### [WHAT YOU NEED TO DO]
1 – Rewrite the part of the policy search page that begins with "return ElevationAction(value(policy.elevation_ft))" and ends with "threshold && return zero(T)", replacing "threshold" with "lower_bound".
2 – Write the next part of the policy search page, picking up right after its final line.

6. Policy Search

Multi-objective Pareto optimization

In the previous section, we used exploratory modeling to understand where candidate policies succeed or fail. Now we use multi-objective optimization to automatically search for policies that balance competing objectives.

In DMDU practice, optimization and exploration are complementary (Kasprzyk et al. 2013):

When objectives conflict (e.g., upfront cost vs. long-term damage), no single solution is best. Instead, we get a Pareto front: the set of solutions where improving one objective necessarily worsens another.

Setup

Type definitions (click to expand)
using SimOptDecisions
using Distributions
using Random
using CairoMakie
using Statistics

# === All type definitions (self-contained) ===

Base.@kwdef struct HouseConfig{T<:AbstractFloat} <: AbstractConfig
    horizon::Int = 70
    house_height::T = 4.0
    house_area_ft2::T = 1500.0
    house_value::T = 200_000.0
end

@scenariodef HouseScenario begin
    @timeseries water_levels
    @continuous dd_threshold
    @continuous dd_saturation
    @continuous discount_rate
end

function sample_scenario(rng::AbstractRNG, horizon::Int)
    # Draw GEV parameters from prior distributions
    μ = rand(rng, Normal(2.8, 0.3))
    σ = rand(rng, truncated(Normal(1.0, 0.15); lower=0.3))
    ξ = rand(rng, truncated(Normal(0.15, 0.05); lower=-0.2, upper=0.5))

    # Generate water level time series from GEV
    surge_dist = GeneralizedExtremeValue(μ, σ, ξ)
    water_levels = [rand(rng, surge_dist) for _ in 1:horizon]

    HouseScenario(
        water_levels = water_levels,
        dd_threshold = rand(rng, Normal(0.0, 0.25)),
        dd_saturation = rand(rng, Normal(8.0, 0.5)),
        discount_rate = rand(rng, truncated(Normal(0.03, 0.015); lower=0.01, upper=0.07)),
    )
end

struct HouseState{T<:AbstractFloat} <: AbstractState
    elevation_ft::T
end

struct ElevationAction{T<:AbstractFloat} <: AbstractAction
    elevation_ft::T
end

@policydef ElevationPolicy begin
    @continuous elevation_ft 0.0 14.0
end

function SimOptDecisions.get_action(
    policy::ElevationPolicy, state::HouseState, t::TimeStep, scenario::HouseScenario
)
    return ElevationAction(value(policy.elevation_ft))
end

function depth_damage(depth::T, threshold::T, saturation::T) where {T<:AbstractFloat}
    depth <= threshold && return zero(T)
    depth >= saturation && return one(T)
    midpoint = (threshold + saturation) / 2
    steepness = T(6) / (saturation - threshold)
    return one(T) / (one(T) + exp(-steepness * (depth - midpoint)))
end

function elevation_cost(Δh::Real, area_ft2::Real, house_value::Real)
    Δh <= 0 && return 0.0
    base_cost = 20_745.0
    thresholds = [0.0, 5.0, 8.5, 12.0, 14.0]
    rates = [80.36, 82.5, 86.25, 103.75, 113.75]
    rate = rates[1]
    for i in 1:(length(thresholds) - 1)

### [COLLECTED MATERIAL]
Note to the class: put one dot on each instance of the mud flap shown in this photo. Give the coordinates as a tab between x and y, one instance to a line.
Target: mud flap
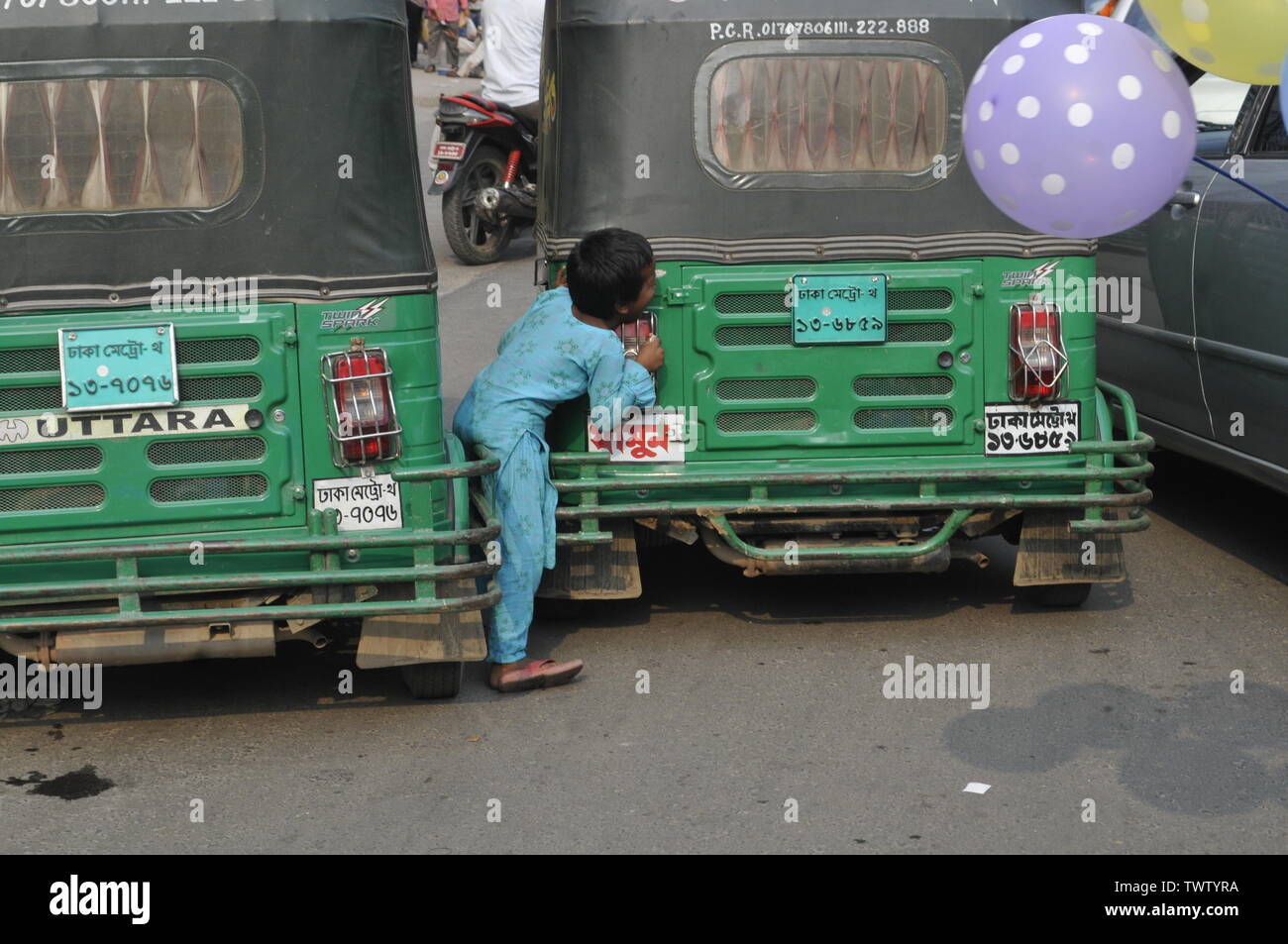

### [OUTPUTS FOR THE TASKS]
1 –
return ElevationAction(value(policy.elevation_ft))
end

function depth_damage(depth::T, lower_bound::T, saturation::T) where {T<:AbstractFloat}
    depth <= lower_bound && return zero(T)

2 –
        if Δh <= thresholds[i + 1]
            t = (Δh - thresholds[i]) / (thresholds[i + 1] - thresholds[i])
            rate = rates[i] + t * (rates[i + 1] - rates[i])
            break
        end
        rate = rates[i + 1]
    end
    return (base_cost + area_ft2 * rate) / house_value
end
elevation_cost(Δh::Real) = elevation_cost(Δh, 1500.0, 200_000.0)

function SimOptDecisions.initialize(::HouseConfig, ::HouseScenario, ::AbstractRNG)
    return HouseState(0.0)
end

function SimOptDecisions.time_axis(config::HouseConfig, ::HouseScenario)
    return 1:(config.horizon)
end

function SimOptDecisions.run_timestep(
    state::HouseState, action::ElevationAction, t::TimeStep,
    config::HouseConfig, scenario::HouseScenario, rng::AbstractRNG
)
    if is_first(t)
        new_elevation = state.elevation_ft + action.elevation_ft
        construction_cost = elevation_cost(action.elevation_ft, config.house_area_ft2, config.house_value)
    else
        new_elevation = state.elevation_ft
        construction_cost = 0.0
    end

    water_level = scenario.water_levels[t]
    floor_level = config.house_height + new_elevation
    flood_depth = water_level - floor_level
    damage = depth_damage(flood_depth, value(scenario.dd_threshold), value(scenario.dd_saturation))

    return (HouseState(new_elevation), (construction_cost=construction_cost, damage_fraction=damage))
end

function SimOptDecisions.compute_outcome(
    step_records::Vector,
    config::HouseConfig, scenario::HouseScenario
)
    construction_cost = step_records[1].construction_cost
    npv_damages = sum(
        step_records[t].damage_fraction * discount_factor(value(scenario.discount_rate), t)
        for t in eachindex(step_records)
    )
    return (construction_cost=construction_cost, npv_damages=npv_damages)
end
NoteWhat optimize() Needs

When all fields in a @policydef are bounded @continuous, everything needed for optimization is auto-derived:

  • params(policy) — extracts current values as a vector
  • param_bounds(::Type{<:MyPolicy}) — returns bounds from field definitions
  • MyPolicy(x::AbstractVector) — vector constructor for the optimizer

No manual method definitions are required. If some fields are not bounded @continuous, you must define param_bounds(::Type) and the vector constructor manually.

Unlike explore(), optimize() does not need parameter-wrapped outcomes. It works with simulate() directly and uses calculate_metrics to aggregate plain outcome values.

Outcomes vs Metrics

Before optimization, understand two key concepts:

  • Outcome: Result of a single simulation (one policy × one scenario)
  • Metric: Aggregated statistic across many scenarios for a given policy

The optimizer evaluates policies by computing metrics across the scenario ensemble.

"""
Compute metrics from outcomes across many scenarios.
Returns a NamedTuple that the optimizer can reference.
"""
function calculate_metrics(outcomes)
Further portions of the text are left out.